◆ **Brief**: Write out every line of the listing below word for word, omitting the pictures.

Entries for pointing and labeling
|---|

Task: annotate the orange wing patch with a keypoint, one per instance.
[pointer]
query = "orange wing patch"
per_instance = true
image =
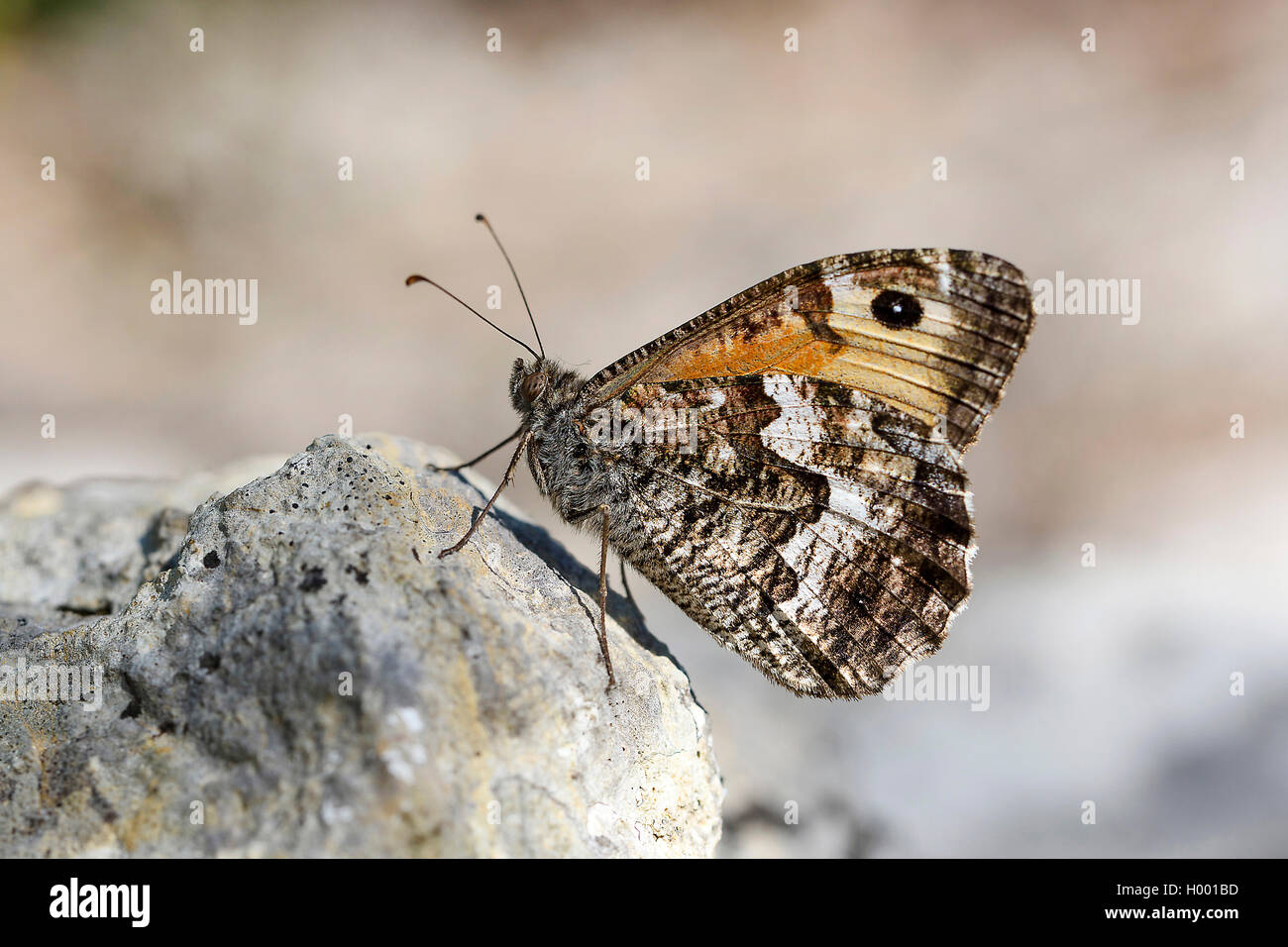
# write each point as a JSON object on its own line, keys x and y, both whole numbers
{"x": 931, "y": 333}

|---|

◆ **Exercise response**:
Task: annotate the orange wing patch with a keypoint, one per instance.
[pointer]
query = "orange wing patch"
per_instance = true
image =
# write each point as a JSON object on its own line, keys x and y, both whole numbers
{"x": 931, "y": 333}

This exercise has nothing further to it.